**Source material:**
::::::
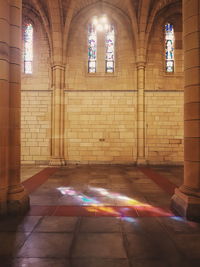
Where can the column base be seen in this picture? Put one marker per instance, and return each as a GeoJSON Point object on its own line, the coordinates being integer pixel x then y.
{"type": "Point", "coordinates": [141, 161]}
{"type": "Point", "coordinates": [57, 162]}
{"type": "Point", "coordinates": [186, 206]}
{"type": "Point", "coordinates": [18, 201]}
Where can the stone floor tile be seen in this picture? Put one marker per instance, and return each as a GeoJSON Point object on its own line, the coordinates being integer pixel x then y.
{"type": "Point", "coordinates": [43, 200]}
{"type": "Point", "coordinates": [99, 246]}
{"type": "Point", "coordinates": [10, 242]}
{"type": "Point", "coordinates": [100, 224]}
{"type": "Point", "coordinates": [39, 262]}
{"type": "Point", "coordinates": [149, 263]}
{"type": "Point", "coordinates": [20, 224]}
{"type": "Point", "coordinates": [100, 263]}
{"type": "Point", "coordinates": [57, 224]}
{"type": "Point", "coordinates": [140, 247]}
{"type": "Point", "coordinates": [177, 224]}
{"type": "Point", "coordinates": [189, 244]}
{"type": "Point", "coordinates": [44, 245]}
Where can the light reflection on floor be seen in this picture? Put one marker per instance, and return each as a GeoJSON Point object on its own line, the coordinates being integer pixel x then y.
{"type": "Point", "coordinates": [127, 210]}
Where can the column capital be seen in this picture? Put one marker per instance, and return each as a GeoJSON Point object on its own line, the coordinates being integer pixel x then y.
{"type": "Point", "coordinates": [58, 66]}
{"type": "Point", "coordinates": [141, 64]}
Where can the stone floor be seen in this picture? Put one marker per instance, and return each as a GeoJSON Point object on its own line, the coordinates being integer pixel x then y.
{"type": "Point", "coordinates": [100, 216]}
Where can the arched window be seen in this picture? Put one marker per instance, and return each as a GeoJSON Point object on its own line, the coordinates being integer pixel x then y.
{"type": "Point", "coordinates": [169, 47]}
{"type": "Point", "coordinates": [110, 49]}
{"type": "Point", "coordinates": [101, 26]}
{"type": "Point", "coordinates": [28, 48]}
{"type": "Point", "coordinates": [92, 48]}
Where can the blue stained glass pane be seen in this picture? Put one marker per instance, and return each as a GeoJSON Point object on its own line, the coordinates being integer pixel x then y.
{"type": "Point", "coordinates": [92, 49]}
{"type": "Point", "coordinates": [169, 47]}
{"type": "Point", "coordinates": [28, 48]}
{"type": "Point", "coordinates": [110, 49]}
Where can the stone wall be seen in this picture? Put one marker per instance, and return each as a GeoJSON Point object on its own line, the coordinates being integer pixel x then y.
{"type": "Point", "coordinates": [100, 126]}
{"type": "Point", "coordinates": [100, 111]}
{"type": "Point", "coordinates": [36, 103]}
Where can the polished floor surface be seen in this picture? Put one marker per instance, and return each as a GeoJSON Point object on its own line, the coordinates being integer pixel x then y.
{"type": "Point", "coordinates": [100, 216]}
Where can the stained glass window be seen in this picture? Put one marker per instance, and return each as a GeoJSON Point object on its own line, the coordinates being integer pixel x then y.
{"type": "Point", "coordinates": [28, 48]}
{"type": "Point", "coordinates": [169, 47]}
{"type": "Point", "coordinates": [110, 49]}
{"type": "Point", "coordinates": [92, 48]}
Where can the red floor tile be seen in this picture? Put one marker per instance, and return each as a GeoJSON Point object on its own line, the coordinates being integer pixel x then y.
{"type": "Point", "coordinates": [41, 210]}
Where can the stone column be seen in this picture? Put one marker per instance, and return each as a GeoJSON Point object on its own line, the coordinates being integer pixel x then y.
{"type": "Point", "coordinates": [14, 194]}
{"type": "Point", "coordinates": [4, 102]}
{"type": "Point", "coordinates": [141, 114]}
{"type": "Point", "coordinates": [186, 200]}
{"type": "Point", "coordinates": [58, 76]}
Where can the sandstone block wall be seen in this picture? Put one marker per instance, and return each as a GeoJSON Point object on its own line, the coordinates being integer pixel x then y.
{"type": "Point", "coordinates": [100, 127]}
{"type": "Point", "coordinates": [36, 103]}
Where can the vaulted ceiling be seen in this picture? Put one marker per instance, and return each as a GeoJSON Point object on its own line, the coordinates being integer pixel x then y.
{"type": "Point", "coordinates": [57, 16]}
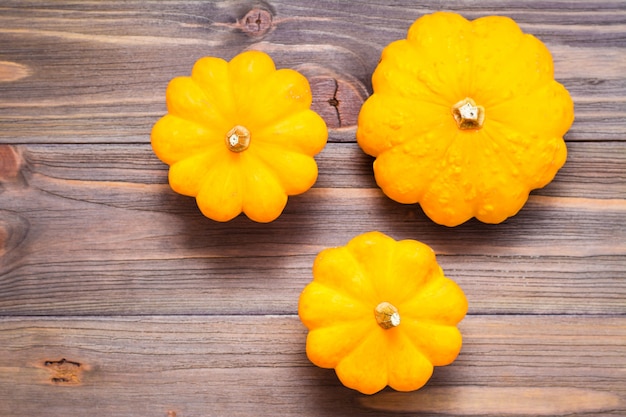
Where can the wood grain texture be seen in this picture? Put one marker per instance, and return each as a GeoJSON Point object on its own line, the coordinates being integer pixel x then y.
{"type": "Point", "coordinates": [117, 297]}
{"type": "Point", "coordinates": [255, 365]}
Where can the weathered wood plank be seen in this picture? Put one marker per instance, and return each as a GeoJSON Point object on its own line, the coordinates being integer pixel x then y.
{"type": "Point", "coordinates": [241, 366]}
{"type": "Point", "coordinates": [272, 285]}
{"type": "Point", "coordinates": [76, 83]}
{"type": "Point", "coordinates": [592, 170]}
{"type": "Point", "coordinates": [101, 219]}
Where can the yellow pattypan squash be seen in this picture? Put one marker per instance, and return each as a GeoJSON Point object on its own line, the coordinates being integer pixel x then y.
{"type": "Point", "coordinates": [381, 312]}
{"type": "Point", "coordinates": [240, 136]}
{"type": "Point", "coordinates": [465, 119]}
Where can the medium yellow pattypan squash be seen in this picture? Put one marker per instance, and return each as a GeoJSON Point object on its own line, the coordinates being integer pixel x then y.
{"type": "Point", "coordinates": [240, 136]}
{"type": "Point", "coordinates": [381, 312]}
{"type": "Point", "coordinates": [465, 119]}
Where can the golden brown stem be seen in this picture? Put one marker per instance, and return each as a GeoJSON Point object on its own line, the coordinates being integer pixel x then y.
{"type": "Point", "coordinates": [468, 114]}
{"type": "Point", "coordinates": [238, 139]}
{"type": "Point", "coordinates": [387, 315]}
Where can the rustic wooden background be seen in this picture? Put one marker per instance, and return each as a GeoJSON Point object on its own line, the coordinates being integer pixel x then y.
{"type": "Point", "coordinates": [118, 298]}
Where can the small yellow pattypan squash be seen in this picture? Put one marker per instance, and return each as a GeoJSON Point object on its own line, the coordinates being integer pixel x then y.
{"type": "Point", "coordinates": [381, 312]}
{"type": "Point", "coordinates": [465, 119]}
{"type": "Point", "coordinates": [240, 136]}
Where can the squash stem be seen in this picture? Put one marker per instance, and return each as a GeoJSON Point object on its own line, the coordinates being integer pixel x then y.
{"type": "Point", "coordinates": [387, 315]}
{"type": "Point", "coordinates": [238, 139]}
{"type": "Point", "coordinates": [468, 115]}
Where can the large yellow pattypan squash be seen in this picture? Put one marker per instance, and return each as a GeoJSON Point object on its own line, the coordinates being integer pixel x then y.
{"type": "Point", "coordinates": [381, 312]}
{"type": "Point", "coordinates": [465, 119]}
{"type": "Point", "coordinates": [240, 136]}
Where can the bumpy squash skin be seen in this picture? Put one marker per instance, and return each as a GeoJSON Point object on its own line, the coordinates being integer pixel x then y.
{"type": "Point", "coordinates": [423, 157]}
{"type": "Point", "coordinates": [338, 309]}
{"type": "Point", "coordinates": [273, 105]}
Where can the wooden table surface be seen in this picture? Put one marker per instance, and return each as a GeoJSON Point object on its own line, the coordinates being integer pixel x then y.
{"type": "Point", "coordinates": [118, 298]}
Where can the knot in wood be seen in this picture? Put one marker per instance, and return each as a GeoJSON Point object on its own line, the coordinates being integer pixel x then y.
{"type": "Point", "coordinates": [337, 98]}
{"type": "Point", "coordinates": [257, 22]}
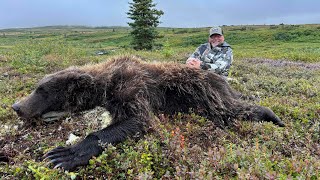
::::::
**Assignment:**
Give back every record above exactly as written, skipping each picture.

**Task response:**
Where can the column base be seen in this picture? Put one marker per instance, and return each as a GeoJSON Point object on its own line, the coordinates being integer pixel x then y.
{"type": "Point", "coordinates": [141, 161]}
{"type": "Point", "coordinates": [57, 162]}
{"type": "Point", "coordinates": [186, 206]}
{"type": "Point", "coordinates": [18, 201]}
Where can the stone floor tile be seen in this picture? Put one marker per instance, and return each as a GeoJSON Point object on its own line, the coordinates being integer pixel x then y.
{"type": "Point", "coordinates": [43, 200]}
{"type": "Point", "coordinates": [99, 246]}
{"type": "Point", "coordinates": [10, 242]}
{"type": "Point", "coordinates": [100, 224]}
{"type": "Point", "coordinates": [39, 262]}
{"type": "Point", "coordinates": [149, 263]}
{"type": "Point", "coordinates": [20, 224]}
{"type": "Point", "coordinates": [100, 263]}
{"type": "Point", "coordinates": [57, 224]}
{"type": "Point", "coordinates": [140, 247]}
{"type": "Point", "coordinates": [177, 224]}
{"type": "Point", "coordinates": [189, 244]}
{"type": "Point", "coordinates": [44, 245]}
Where can the light reflection on floor be seen in this picture? Put one marker per instance, and return each as a GeoJSON Point object on its own line, the coordinates being integer pixel x then y.
{"type": "Point", "coordinates": [127, 210]}
Where can the column capital be seen in this picture? Put one marker per instance, and return each as a GeoJSON Point object on its own line, the coordinates being integer pixel x then y.
{"type": "Point", "coordinates": [58, 66]}
{"type": "Point", "coordinates": [141, 64]}
Where can the stone floor be seen in this picture? Put one marker per instance, and return each as a GeoJSON Point object on its own line, the coordinates being integer pixel x then y.
{"type": "Point", "coordinates": [100, 216]}
Where can the arched window be seen in this picture? Put one marker per instance, and return each as a GeoJSON Point object on its own line, the coordinates being integer pixel x then y.
{"type": "Point", "coordinates": [169, 47]}
{"type": "Point", "coordinates": [110, 49]}
{"type": "Point", "coordinates": [101, 26]}
{"type": "Point", "coordinates": [28, 48]}
{"type": "Point", "coordinates": [92, 48]}
Where can the blue stained glass pane be seen in this picture? Put one marker per instance, and return each as a GeoJSON Point object on its own line, the coordinates being integer pixel x then y.
{"type": "Point", "coordinates": [92, 49]}
{"type": "Point", "coordinates": [169, 47]}
{"type": "Point", "coordinates": [28, 48]}
{"type": "Point", "coordinates": [110, 49]}
Where can the stone wall be seen in this picture? Put one marker per instance, and return each as a GeoJSON Point object on its own line, the coordinates being integer pixel x then y.
{"type": "Point", "coordinates": [100, 126]}
{"type": "Point", "coordinates": [100, 111]}
{"type": "Point", "coordinates": [36, 103]}
Where can the polished floor surface be seen in this picture? Put one marker per instance, and return each as a GeoJSON Point object on its own line, the coordinates being integer pixel x then y.
{"type": "Point", "coordinates": [100, 216]}
Where can the stained glass window be seen in this picture? Put one marker per instance, and return each as a GeoJSON Point object on its own line, the coordinates being integer pixel x then y.
{"type": "Point", "coordinates": [28, 48]}
{"type": "Point", "coordinates": [169, 47]}
{"type": "Point", "coordinates": [110, 49]}
{"type": "Point", "coordinates": [92, 48]}
Where can the red floor tile be seen in this picture? Put one marker per instance, and return each as a GeoJSON Point object on its own line, the coordinates being integer pixel x then y.
{"type": "Point", "coordinates": [41, 210]}
Where can the stone column be seen in this picture? Put one marker per instance, and return each as a GeoJSON Point object on its own line, the coordinates being integer pixel x then y.
{"type": "Point", "coordinates": [14, 194]}
{"type": "Point", "coordinates": [4, 102]}
{"type": "Point", "coordinates": [141, 114]}
{"type": "Point", "coordinates": [186, 200]}
{"type": "Point", "coordinates": [58, 76]}
Where can the sandstone block wall be seen in this picture? Put one marker per instance, and return each as a GeoJSON Point object on its own line, the coordinates being integer pixel x then y.
{"type": "Point", "coordinates": [100, 127]}
{"type": "Point", "coordinates": [36, 103]}
Where can the vaulted ceiling be seen in this picture? Put one marker per instance, and return each as a GeoJSON Point object on its own line, the coordinates being integer pixel x then y.
{"type": "Point", "coordinates": [57, 16]}
Where can the wood grain texture be seen in this picture? Put one marker per instance, and return each as a GeoJSON Point object on its own line, the coordinates being integer pixel x then y.
{"type": "Point", "coordinates": [117, 297]}
{"type": "Point", "coordinates": [255, 365]}
Where can the weathered wood plank be seen in this picture? Put one marker per instance, and return each as a GeoJSON Point object on its own line, the coordinates being integer pixel x then y.
{"type": "Point", "coordinates": [241, 366]}
{"type": "Point", "coordinates": [272, 285]}
{"type": "Point", "coordinates": [76, 83]}
{"type": "Point", "coordinates": [592, 170]}
{"type": "Point", "coordinates": [101, 219]}
Where can the yellow pattypan squash be seen in this picture? Put one marker per instance, and return each as a GeoJSON Point object on its own line, the coordinates being integer pixel x then y.
{"type": "Point", "coordinates": [381, 312]}
{"type": "Point", "coordinates": [240, 136]}
{"type": "Point", "coordinates": [465, 119]}
Where can the medium yellow pattypan squash be seen in this picture? Put one marker per instance, and return each as a GeoJSON Point object on its own line, the coordinates being integer pixel x then y.
{"type": "Point", "coordinates": [240, 136]}
{"type": "Point", "coordinates": [381, 312]}
{"type": "Point", "coordinates": [465, 119]}
Where can the golden brown stem be seen in this picture? Put one marker per instance, and return each as a GeoJSON Point object on its own line, the coordinates being integer pixel x then y.
{"type": "Point", "coordinates": [468, 114]}
{"type": "Point", "coordinates": [238, 139]}
{"type": "Point", "coordinates": [387, 315]}
Where can the rustic wooden background be seen in this picture? Put one marker per instance, and return each as a GeoJSON Point object on its own line, the coordinates being integer pixel x then y.
{"type": "Point", "coordinates": [118, 298]}
Where can the small yellow pattypan squash be seen in this picture? Put one marker per instance, and return each as a GeoJSON Point object on its own line, the coordinates being integer pixel x then y.
{"type": "Point", "coordinates": [381, 312]}
{"type": "Point", "coordinates": [465, 119]}
{"type": "Point", "coordinates": [240, 136]}
Where can the squash stem be seen in this picture? Put one marker per instance, and return each as a GeoJSON Point object on its own line, the coordinates being integer pixel x then y.
{"type": "Point", "coordinates": [387, 315]}
{"type": "Point", "coordinates": [238, 139]}
{"type": "Point", "coordinates": [468, 115]}
Where can the large yellow pattypan squash be seen in this picture? Put one marker per instance, and return each as a GeoJSON Point object on its own line, the coordinates being integer pixel x then y.
{"type": "Point", "coordinates": [381, 312]}
{"type": "Point", "coordinates": [465, 119]}
{"type": "Point", "coordinates": [240, 136]}
Where can the bumpy squash skin be seen in this picture? Put one marker per instance, and return each as a GeoJSON Point object on its own line, the coordinates being integer pixel x then y.
{"type": "Point", "coordinates": [423, 157]}
{"type": "Point", "coordinates": [338, 309]}
{"type": "Point", "coordinates": [273, 105]}
Where can the wooden table surface be seen in this picture? Put one marker per instance, and return each as a GeoJSON Point object on its own line, the coordinates being integer pixel x then y.
{"type": "Point", "coordinates": [118, 298]}
Where can the knot in wood be seen in this picture? Put one marker per instance, and return each as a GeoJSON Point object on its own line, the coordinates being integer pixel x then y.
{"type": "Point", "coordinates": [337, 98]}
{"type": "Point", "coordinates": [257, 22]}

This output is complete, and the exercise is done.